-- BEGIN Given records --

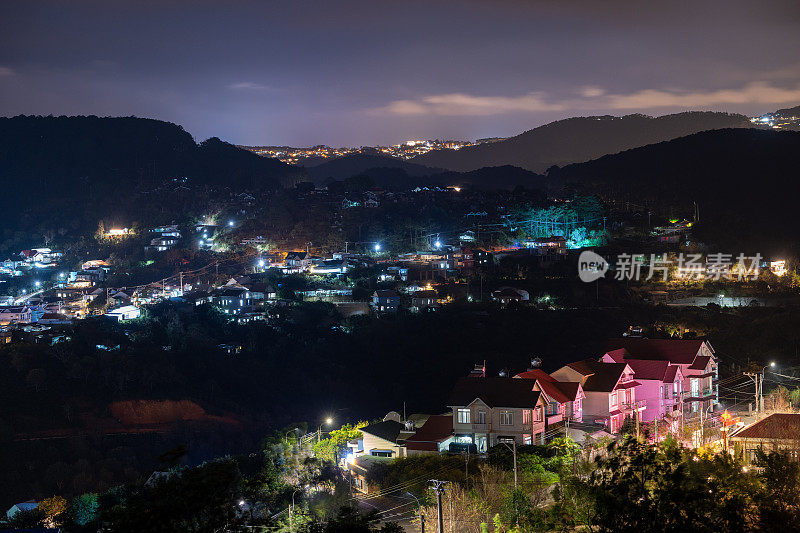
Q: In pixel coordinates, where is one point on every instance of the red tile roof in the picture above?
(670, 374)
(427, 438)
(560, 391)
(777, 426)
(700, 363)
(676, 351)
(495, 392)
(536, 373)
(600, 377)
(644, 369)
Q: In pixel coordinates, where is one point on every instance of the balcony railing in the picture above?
(638, 404)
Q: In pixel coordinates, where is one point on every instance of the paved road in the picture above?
(393, 508)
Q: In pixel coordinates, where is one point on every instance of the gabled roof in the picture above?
(644, 369)
(777, 426)
(298, 256)
(670, 374)
(536, 373)
(386, 430)
(425, 294)
(676, 351)
(494, 392)
(560, 391)
(427, 438)
(266, 288)
(386, 293)
(700, 362)
(599, 377)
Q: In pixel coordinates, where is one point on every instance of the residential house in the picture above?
(433, 437)
(555, 245)
(54, 319)
(695, 357)
(661, 384)
(126, 312)
(20, 314)
(383, 439)
(779, 432)
(297, 260)
(385, 301)
(564, 399)
(506, 295)
(472, 258)
(424, 300)
(30, 505)
(610, 391)
(162, 244)
(233, 300)
(330, 266)
(487, 411)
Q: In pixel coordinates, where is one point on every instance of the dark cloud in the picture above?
(302, 72)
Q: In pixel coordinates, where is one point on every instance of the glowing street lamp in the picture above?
(328, 422)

-- END Given records --

Reproduce the lines from the one containing "gabled roof in the picture above?" through the end of the records, replacing "dark cloud" with "storm cloud" and leaving everything else unchanged.

Q: In pixel coordinates, where is one point on every instance of the gabled roof in the picture above?
(644, 369)
(777, 426)
(298, 256)
(670, 374)
(536, 373)
(386, 430)
(425, 294)
(676, 351)
(494, 392)
(560, 391)
(427, 438)
(266, 288)
(386, 293)
(700, 362)
(599, 377)
Q: In pixel coordinates, where is one point on every instance of the residential house in the picture above?
(433, 437)
(555, 245)
(54, 319)
(695, 357)
(661, 384)
(126, 312)
(20, 314)
(383, 439)
(779, 432)
(297, 260)
(385, 301)
(564, 399)
(506, 295)
(472, 258)
(424, 300)
(30, 505)
(610, 391)
(162, 244)
(233, 300)
(330, 266)
(487, 411)
Q: In pixel coordinates, where is one point on every instance of the storm cloud in the picture above?
(302, 72)
Q: In pixel coordinates, where is one point on every instance of the glowing street lamp in the picture above?
(328, 422)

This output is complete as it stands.